[Point localization data]
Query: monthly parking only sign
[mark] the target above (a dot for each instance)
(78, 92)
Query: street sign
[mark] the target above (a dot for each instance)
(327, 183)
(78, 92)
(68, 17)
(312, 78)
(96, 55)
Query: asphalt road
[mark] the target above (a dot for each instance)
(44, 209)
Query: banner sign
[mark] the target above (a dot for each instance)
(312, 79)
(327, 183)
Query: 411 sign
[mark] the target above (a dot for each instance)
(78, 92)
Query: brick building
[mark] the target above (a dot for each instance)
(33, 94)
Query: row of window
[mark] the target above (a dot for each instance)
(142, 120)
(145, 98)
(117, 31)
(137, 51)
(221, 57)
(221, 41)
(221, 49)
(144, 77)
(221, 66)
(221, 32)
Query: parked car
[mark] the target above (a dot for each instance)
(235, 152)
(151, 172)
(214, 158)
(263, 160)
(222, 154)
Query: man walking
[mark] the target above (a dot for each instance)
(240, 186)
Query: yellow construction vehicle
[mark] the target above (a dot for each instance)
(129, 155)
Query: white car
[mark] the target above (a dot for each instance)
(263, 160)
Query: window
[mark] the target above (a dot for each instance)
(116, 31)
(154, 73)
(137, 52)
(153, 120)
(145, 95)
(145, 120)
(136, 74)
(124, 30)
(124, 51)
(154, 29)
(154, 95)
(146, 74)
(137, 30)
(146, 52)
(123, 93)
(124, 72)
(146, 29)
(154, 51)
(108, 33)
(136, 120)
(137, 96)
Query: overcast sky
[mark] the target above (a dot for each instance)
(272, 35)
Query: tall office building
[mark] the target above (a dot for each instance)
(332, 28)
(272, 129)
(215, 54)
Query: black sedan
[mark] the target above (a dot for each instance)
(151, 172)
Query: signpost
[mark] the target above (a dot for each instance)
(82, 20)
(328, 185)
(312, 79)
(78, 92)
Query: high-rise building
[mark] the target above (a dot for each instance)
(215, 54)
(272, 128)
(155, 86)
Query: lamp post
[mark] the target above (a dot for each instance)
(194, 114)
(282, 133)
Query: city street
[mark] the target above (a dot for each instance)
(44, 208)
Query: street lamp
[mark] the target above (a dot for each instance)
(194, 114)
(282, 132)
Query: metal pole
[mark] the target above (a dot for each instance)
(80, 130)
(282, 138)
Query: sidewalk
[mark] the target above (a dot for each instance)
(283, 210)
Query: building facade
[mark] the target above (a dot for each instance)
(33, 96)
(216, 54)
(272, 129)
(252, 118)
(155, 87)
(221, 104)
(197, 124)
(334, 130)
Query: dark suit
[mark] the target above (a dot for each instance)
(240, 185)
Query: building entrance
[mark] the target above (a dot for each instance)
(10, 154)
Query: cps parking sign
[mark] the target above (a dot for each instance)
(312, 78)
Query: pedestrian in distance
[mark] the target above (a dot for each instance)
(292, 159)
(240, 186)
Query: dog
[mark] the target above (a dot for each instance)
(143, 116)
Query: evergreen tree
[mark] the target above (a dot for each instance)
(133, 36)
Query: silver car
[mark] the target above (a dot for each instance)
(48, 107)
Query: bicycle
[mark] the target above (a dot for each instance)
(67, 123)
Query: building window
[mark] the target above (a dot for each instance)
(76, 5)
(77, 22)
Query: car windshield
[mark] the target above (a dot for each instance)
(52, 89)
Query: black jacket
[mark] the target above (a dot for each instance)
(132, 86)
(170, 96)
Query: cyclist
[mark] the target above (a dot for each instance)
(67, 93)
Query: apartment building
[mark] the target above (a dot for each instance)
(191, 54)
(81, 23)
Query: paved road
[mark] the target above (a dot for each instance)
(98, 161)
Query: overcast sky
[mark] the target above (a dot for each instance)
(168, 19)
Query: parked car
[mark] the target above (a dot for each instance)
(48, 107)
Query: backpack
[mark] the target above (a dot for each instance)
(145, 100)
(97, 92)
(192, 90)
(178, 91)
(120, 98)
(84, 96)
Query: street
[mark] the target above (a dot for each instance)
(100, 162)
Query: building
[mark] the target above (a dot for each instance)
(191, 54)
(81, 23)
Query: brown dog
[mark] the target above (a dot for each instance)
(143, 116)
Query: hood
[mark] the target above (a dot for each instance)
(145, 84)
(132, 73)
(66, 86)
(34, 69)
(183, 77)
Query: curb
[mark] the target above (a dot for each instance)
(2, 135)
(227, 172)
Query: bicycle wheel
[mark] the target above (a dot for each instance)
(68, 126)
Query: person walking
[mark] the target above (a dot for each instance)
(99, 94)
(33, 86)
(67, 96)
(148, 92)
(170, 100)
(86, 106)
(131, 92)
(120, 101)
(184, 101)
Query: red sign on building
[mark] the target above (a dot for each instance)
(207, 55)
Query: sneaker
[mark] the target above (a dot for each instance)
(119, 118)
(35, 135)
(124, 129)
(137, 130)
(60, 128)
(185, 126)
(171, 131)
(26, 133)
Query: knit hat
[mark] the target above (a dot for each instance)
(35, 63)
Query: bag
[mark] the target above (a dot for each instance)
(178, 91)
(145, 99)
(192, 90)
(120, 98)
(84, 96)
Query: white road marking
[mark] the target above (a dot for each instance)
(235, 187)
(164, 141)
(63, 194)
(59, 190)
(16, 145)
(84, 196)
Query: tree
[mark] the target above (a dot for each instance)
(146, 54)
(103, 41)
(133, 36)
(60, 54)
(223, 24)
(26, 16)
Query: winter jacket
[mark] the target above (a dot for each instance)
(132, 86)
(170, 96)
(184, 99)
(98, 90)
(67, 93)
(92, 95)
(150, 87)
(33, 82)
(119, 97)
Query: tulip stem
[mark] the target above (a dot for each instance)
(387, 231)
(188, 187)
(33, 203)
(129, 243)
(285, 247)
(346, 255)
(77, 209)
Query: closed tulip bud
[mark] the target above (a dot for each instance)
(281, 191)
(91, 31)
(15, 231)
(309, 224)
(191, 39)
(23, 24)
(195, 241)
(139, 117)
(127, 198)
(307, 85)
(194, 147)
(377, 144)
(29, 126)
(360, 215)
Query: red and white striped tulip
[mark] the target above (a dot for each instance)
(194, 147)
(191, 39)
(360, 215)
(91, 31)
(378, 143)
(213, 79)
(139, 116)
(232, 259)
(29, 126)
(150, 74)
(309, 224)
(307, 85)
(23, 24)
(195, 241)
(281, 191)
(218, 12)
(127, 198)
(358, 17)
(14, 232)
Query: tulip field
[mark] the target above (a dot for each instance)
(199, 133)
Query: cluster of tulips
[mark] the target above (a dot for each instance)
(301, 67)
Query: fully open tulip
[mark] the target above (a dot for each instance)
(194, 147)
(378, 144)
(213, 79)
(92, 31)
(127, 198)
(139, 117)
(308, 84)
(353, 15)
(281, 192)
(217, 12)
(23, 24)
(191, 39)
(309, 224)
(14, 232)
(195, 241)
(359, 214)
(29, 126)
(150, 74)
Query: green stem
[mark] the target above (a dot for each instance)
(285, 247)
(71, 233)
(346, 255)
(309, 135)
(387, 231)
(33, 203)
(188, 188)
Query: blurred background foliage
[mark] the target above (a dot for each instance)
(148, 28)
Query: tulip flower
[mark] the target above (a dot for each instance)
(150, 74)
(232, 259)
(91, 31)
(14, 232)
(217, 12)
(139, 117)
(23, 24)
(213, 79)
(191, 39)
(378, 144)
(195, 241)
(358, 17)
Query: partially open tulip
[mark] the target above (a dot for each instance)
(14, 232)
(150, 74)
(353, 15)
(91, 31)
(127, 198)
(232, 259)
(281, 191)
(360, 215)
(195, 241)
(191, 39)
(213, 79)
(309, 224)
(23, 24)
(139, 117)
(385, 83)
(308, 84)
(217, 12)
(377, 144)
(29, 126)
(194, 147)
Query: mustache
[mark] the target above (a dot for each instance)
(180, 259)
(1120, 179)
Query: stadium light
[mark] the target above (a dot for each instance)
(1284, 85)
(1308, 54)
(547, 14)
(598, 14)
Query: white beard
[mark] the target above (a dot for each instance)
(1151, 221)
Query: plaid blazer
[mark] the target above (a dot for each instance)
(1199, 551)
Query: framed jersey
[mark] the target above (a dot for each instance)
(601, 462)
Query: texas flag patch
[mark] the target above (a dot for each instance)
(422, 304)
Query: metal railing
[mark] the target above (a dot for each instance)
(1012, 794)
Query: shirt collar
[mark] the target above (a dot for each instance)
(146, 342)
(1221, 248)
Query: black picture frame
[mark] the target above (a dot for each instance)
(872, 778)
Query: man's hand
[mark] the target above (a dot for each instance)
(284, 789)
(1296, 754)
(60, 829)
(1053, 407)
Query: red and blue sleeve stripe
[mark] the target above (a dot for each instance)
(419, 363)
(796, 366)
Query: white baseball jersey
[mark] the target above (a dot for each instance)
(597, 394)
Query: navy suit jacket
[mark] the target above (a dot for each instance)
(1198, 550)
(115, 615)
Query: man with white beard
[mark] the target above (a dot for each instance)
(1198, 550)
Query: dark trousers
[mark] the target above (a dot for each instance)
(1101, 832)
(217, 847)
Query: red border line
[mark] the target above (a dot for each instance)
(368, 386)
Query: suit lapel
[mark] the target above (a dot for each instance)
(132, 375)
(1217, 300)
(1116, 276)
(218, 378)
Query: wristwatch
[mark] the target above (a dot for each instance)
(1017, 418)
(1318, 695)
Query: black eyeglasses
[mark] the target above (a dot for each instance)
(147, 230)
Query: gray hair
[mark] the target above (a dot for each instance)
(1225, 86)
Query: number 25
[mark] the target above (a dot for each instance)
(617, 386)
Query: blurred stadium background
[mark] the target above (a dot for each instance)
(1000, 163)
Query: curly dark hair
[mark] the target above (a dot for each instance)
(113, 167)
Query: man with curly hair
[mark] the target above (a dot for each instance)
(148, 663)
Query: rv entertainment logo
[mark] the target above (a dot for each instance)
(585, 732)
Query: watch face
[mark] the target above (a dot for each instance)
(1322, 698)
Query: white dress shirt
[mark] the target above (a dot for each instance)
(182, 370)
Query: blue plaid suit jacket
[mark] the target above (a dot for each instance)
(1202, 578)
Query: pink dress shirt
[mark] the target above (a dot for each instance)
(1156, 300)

• [What this task involves]: Transcribe the lines from the first line of the records through the line that contains "Query: asphalt road", both included, and add nothing else.

• [Exercise output]:
Query: monthly parking only sign
[mark] the target above (a dot for each instance)
(78, 92)
Query: street sign
[mark] the target above (a dot for each instance)
(327, 183)
(78, 92)
(68, 17)
(312, 78)
(96, 55)
Query: asphalt road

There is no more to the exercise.